■ DIRECTION: Output every one of the items below verbatim, line for line, from the first to the last.

Raw records:

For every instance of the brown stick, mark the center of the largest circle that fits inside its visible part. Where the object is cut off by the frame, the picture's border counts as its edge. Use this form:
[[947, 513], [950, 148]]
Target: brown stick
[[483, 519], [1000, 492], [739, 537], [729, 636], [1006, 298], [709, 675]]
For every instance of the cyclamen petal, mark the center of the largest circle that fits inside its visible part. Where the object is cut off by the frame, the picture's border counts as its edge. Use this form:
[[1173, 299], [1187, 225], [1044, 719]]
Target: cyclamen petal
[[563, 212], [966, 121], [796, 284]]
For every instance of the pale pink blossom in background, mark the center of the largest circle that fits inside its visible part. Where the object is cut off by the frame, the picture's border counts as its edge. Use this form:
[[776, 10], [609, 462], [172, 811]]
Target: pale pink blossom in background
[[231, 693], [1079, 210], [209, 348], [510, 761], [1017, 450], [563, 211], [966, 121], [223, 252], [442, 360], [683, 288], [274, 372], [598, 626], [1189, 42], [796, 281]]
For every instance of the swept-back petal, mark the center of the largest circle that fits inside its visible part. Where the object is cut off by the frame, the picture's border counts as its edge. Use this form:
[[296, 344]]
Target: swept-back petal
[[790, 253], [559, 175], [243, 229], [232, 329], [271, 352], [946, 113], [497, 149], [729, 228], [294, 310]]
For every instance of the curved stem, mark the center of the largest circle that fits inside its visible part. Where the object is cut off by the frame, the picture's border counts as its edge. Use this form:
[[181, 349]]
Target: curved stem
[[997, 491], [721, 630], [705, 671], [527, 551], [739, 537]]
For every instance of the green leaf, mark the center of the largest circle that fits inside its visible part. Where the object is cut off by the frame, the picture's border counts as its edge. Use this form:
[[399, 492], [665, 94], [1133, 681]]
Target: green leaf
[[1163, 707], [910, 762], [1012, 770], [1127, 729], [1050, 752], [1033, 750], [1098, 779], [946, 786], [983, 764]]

■ RIGHT ANSWER:
For every instance of the brown stick, mark the center of the largest circle that fits inside its visible part. Where the object is cut off by the frame, the picture's border counts as its edge. Use this form:
[[947, 513], [950, 148]]
Target: brown stick
[[483, 519], [1000, 492], [739, 537], [729, 636], [1006, 298], [709, 675]]
For every instance of the cyclamen petal, mark the center of the largest circle that fits inside its visible part. Where the object is cut off by the frame, the picture's border counts as its edge. Use this form:
[[1173, 299], [1187, 225], [1044, 719]]
Target: cyclamen petal
[[563, 212], [966, 121], [796, 284]]
For every instance of the pale pink blossom in background, mark the center of the largest circle that fits inside its visible part. Where the object is cut off by the frame, the picture's border counts as its edge. Use this form:
[[776, 10], [609, 462], [172, 811]]
Target: pale pink blossom in background
[[231, 693], [1079, 210], [209, 348], [510, 761], [1017, 450], [563, 211], [966, 121], [223, 252], [442, 360], [683, 288], [274, 372], [598, 626], [1189, 42], [796, 281]]
For every instance of the swept-back petal, mark the center of the largest circle that fits inside its visible part. Where the object is cut off by the frame, the picture's border counts as its edge. Use this form:
[[296, 344]]
Target: swept-back petal
[[790, 253], [559, 175], [243, 229], [232, 329], [271, 352], [946, 113], [497, 149], [729, 228], [294, 310]]
For every instance of the curved stem, mark the center of the largest circle that fits inside its visible part. Where the object is cut off by the frame, the picture's border counts as its edge. Use this form:
[[181, 349]]
Target: curved stem
[[997, 491], [721, 630], [705, 671], [527, 551], [739, 537]]
For every instance of the green leaf, mark the center of the largest circle that fits inside its visible part. Where the object is cut off by the frame, the picture's border counts as its edge. Use this form:
[[399, 492], [665, 94], [1133, 681]]
Target: green leaf
[[1163, 707], [910, 762], [1012, 770], [1127, 729], [1050, 752], [1033, 750], [1098, 779], [946, 786], [983, 764]]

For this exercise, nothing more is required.